Transcribe each record exactly; skip any picture.

(Records excerpted from a collection)
- Opening Delimiter -

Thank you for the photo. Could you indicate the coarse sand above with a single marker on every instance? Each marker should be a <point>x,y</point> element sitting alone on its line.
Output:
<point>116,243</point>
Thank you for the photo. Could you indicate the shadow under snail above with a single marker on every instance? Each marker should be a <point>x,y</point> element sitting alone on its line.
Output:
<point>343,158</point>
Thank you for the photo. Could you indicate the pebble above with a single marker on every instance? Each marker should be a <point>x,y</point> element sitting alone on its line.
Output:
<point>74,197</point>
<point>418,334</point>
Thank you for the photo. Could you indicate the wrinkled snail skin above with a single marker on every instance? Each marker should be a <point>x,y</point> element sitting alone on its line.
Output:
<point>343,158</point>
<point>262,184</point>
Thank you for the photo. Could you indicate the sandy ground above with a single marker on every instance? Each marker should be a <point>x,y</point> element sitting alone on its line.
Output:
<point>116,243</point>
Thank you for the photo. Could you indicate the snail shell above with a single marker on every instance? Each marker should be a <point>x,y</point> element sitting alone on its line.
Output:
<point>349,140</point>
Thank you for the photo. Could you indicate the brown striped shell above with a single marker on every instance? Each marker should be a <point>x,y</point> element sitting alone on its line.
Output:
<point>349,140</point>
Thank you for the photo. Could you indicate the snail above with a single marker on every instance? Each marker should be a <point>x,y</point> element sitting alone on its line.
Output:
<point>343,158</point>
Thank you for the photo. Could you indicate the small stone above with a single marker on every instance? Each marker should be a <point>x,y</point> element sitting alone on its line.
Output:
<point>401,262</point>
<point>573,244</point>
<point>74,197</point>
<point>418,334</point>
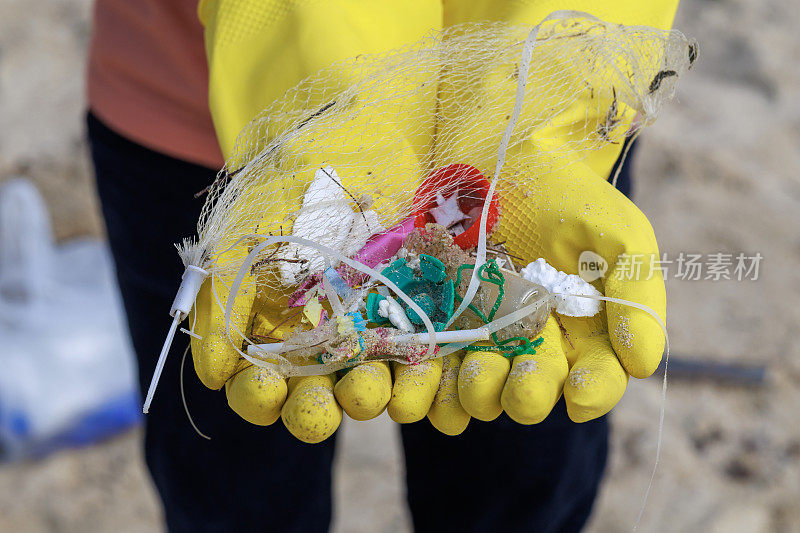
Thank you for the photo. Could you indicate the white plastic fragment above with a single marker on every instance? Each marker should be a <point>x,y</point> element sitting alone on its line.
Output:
<point>389,308</point>
<point>564,286</point>
<point>326,217</point>
<point>447,211</point>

- Closing Delimiter -

Output for this task:
Thank you for the photo. Could you indicate the coarse sand above with a single marker on every instance? Each marker should be a <point>x,y</point> element sitting alone on its line.
Output:
<point>116,243</point>
Thank you for the photo. Could you indicate the shadow under snail above with a single marker on every instance? Each marker should be a <point>x,y</point> element sitting alone on its line.
Output:
<point>343,158</point>
Thank you for the photo. Could you indicate the pebble above with a single marker on every instance? Each marker should be a <point>x,y</point> element sitting alone on its line.
Output:
<point>74,197</point>
<point>418,334</point>
Thank you for the photo. Could you indicate the wrinkled snail skin above with a single marker on every instance? Each marker should be a <point>x,y</point> element sitting alone on its line.
Output:
<point>343,158</point>
<point>262,184</point>
Thank you for the photo. Could you indicate the sandy ground above with a single marker on every instance? Each marker should be a <point>x,y</point> element sitting alone on its line.
Output:
<point>116,243</point>
Thank you for the photo. Could you indicate the snail shell above with a single marker on every instance? Each marker should be a <point>x,y</point> element sitting alone on its line.
Output:
<point>349,140</point>
Thank you for the photo. Could you indicate the brown striped shell above with a single marker on every instance? Each marker should be a <point>x,y</point> element sitting alone on its line.
Output:
<point>349,140</point>
Thank you for the photo. Could you indicate the snail above with a single marker on every instance? Each marker should be a <point>x,y</point> element sitting alone on its line.
Output:
<point>343,158</point>
Thank you for the photo. Could you indicate the small stone above with a single marker on every instance? Each marker should be a <point>x,y</point> element sitting alone on its line.
Output:
<point>401,262</point>
<point>573,244</point>
<point>74,197</point>
<point>418,334</point>
Thank you for the photo. Could you indicate the white plastic fragment above with a single marker on every instance? Each marker should be a <point>x,y</point> element sitting alone on its line.
Output:
<point>389,308</point>
<point>564,286</point>
<point>326,217</point>
<point>447,211</point>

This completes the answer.